### RECORD EXTRACTS

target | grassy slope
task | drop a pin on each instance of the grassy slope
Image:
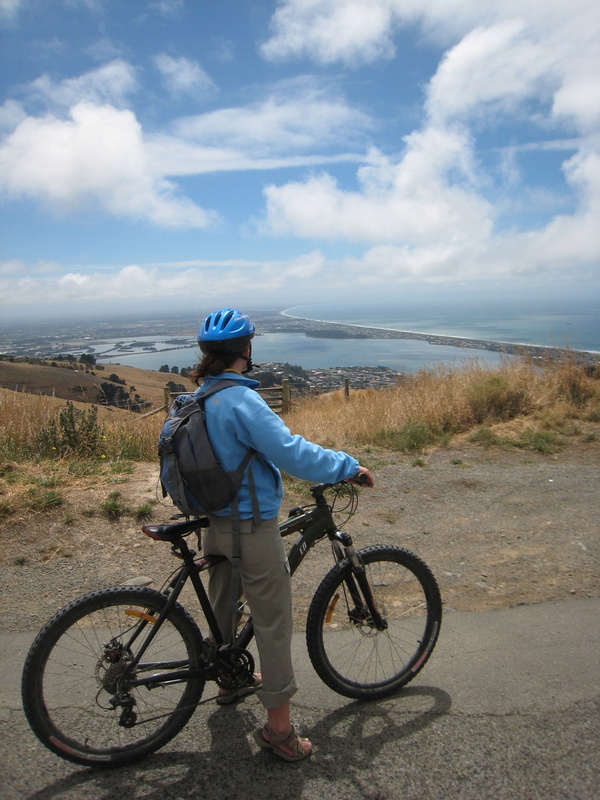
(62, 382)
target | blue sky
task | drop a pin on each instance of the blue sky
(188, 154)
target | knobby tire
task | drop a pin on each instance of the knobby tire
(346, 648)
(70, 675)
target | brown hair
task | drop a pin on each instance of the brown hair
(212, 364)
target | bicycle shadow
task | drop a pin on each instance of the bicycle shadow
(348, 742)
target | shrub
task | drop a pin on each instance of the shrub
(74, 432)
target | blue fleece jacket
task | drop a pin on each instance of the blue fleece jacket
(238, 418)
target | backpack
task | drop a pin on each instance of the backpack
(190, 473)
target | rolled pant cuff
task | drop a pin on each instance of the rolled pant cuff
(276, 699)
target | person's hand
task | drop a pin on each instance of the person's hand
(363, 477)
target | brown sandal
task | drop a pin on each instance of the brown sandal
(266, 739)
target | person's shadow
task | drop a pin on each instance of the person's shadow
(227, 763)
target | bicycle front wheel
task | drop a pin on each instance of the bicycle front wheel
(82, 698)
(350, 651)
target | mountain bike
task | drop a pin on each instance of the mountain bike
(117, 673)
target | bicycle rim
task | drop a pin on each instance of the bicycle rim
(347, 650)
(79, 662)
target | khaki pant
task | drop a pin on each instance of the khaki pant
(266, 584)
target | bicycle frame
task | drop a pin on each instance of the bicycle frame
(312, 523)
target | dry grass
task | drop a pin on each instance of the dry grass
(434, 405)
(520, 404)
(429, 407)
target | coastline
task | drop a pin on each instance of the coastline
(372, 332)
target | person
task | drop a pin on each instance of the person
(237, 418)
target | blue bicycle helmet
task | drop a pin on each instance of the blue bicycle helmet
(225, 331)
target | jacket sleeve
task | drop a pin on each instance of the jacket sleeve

### EXERCISE REQUIREMENTS
Can you print every one of the records above word for word, leaving out the pictures?

### WRITTEN RESPONSE
target | grassy slope
task | drop a pin on each instance of the grassy slope
Image:
(62, 382)
target | blue sky
task | drop a pin on each instance of the blue sky
(188, 154)
target | knobby tire
task | drop a pin on each instance of the knobby tire
(346, 648)
(70, 675)
target | brown hair
task | drop a pin on each instance of the brown hair
(212, 364)
target | bicycle shadow
task | drop a pin on each instance of the bicycle shadow
(348, 742)
target | shrub
task | drop a pin on each instance of the shrub
(74, 432)
target | blue fleece jacket
task | drop a pin on each instance of the blue fleece jacket
(238, 418)
target | backpack
task | drop a pin on each instance of the backpack
(190, 473)
target | rolled pant cuff
task | drop a pin on each instance of the rolled pant cuff
(276, 699)
target | person's hand
task | drop a pin on each instance of the person's hand
(363, 477)
target | brown sandal
task | drop a pin on each instance of the brown sandal
(266, 739)
target | person's shadow
task | drop a pin on each instance of the person's shadow
(227, 763)
target | bicycle front wheel
task | drop a pin on each instance of the bicycle front wheel
(82, 698)
(350, 651)
target | mountain bike
task | drop a pin on each instance of the mountain bike
(117, 673)
target | bicycle rim
task | drop a pin on each instance of the bicycle rim
(347, 650)
(79, 662)
target | khaki pant
task | drop a pin on each instance of the khaki pant
(266, 584)
target | bicycle frame
task | drop a pin on each instance of the bicycle frame
(312, 523)
target | dry grass
task | drop a pin on each instance of the dry grass
(434, 405)
(520, 404)
(429, 407)
target | coastline
task | drop a pin on each instance of the coastline
(372, 332)
target | person
task | drop a pin on each instance of the person
(237, 418)
target | blue bicycle helmet
task | drop a pin on each instance of the blue bicycle helmet
(225, 331)
target | jacket sleeve
task | drop a pin on each instance of the jacket sleeve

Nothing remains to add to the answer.